Information provided

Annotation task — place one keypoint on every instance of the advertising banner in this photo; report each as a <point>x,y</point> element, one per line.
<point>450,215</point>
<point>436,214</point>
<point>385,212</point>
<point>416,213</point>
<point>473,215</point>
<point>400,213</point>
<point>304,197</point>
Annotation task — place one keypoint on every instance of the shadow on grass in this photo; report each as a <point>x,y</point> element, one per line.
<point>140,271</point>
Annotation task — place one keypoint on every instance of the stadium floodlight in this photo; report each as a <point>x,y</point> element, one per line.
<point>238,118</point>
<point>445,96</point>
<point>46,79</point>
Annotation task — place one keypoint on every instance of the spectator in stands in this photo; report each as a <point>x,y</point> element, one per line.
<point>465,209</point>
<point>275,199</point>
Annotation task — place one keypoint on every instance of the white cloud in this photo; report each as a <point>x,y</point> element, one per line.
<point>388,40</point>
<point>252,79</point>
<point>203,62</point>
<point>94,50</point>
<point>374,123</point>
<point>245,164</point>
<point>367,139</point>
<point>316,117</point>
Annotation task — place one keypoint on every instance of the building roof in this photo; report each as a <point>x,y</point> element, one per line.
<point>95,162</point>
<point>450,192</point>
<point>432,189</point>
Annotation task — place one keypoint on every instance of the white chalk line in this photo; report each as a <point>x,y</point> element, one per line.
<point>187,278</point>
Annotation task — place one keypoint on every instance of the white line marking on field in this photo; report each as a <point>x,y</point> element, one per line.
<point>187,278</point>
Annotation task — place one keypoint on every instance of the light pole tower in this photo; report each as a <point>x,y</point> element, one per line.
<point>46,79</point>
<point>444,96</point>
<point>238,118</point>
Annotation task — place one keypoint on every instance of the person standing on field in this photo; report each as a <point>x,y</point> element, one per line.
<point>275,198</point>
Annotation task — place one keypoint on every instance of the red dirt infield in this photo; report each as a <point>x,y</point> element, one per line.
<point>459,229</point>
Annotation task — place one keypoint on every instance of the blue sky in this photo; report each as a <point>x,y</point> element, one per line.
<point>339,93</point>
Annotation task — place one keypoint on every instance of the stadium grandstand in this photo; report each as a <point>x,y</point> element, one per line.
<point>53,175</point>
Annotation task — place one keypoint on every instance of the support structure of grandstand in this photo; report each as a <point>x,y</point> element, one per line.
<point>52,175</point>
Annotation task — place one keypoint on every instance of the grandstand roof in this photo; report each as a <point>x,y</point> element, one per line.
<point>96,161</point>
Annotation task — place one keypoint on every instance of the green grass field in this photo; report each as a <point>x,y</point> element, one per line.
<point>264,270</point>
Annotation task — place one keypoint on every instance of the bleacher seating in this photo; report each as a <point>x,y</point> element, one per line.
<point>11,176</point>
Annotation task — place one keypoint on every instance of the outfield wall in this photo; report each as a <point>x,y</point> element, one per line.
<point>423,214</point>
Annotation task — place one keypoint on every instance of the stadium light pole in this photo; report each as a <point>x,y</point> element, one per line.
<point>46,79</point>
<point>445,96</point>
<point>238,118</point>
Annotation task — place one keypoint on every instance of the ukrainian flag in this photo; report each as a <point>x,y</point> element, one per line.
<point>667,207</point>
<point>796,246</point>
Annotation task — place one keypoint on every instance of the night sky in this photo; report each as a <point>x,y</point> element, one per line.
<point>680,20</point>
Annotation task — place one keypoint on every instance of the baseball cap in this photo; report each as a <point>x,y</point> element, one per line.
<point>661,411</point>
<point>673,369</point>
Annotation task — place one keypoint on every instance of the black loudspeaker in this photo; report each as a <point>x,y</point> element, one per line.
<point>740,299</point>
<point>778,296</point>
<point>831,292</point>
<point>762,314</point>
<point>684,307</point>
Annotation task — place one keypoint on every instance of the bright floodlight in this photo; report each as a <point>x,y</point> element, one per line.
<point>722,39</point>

Stated problem
Write out every line, unchanged, from the line that contains "the stadium floodlight" down to the line that contains "<point>275,199</point>", including both of those lines.

Answer below
Annotation task — place one keypoint on every instance of the stadium floodlight in this photo; report each as a <point>x,y</point> element, one per line.
<point>238,118</point>
<point>445,96</point>
<point>46,79</point>
Annotation task — place one keypoint on every instance of the spectator in stands in this photo; report each as a <point>x,y</point> element, one per line.
<point>465,209</point>
<point>275,199</point>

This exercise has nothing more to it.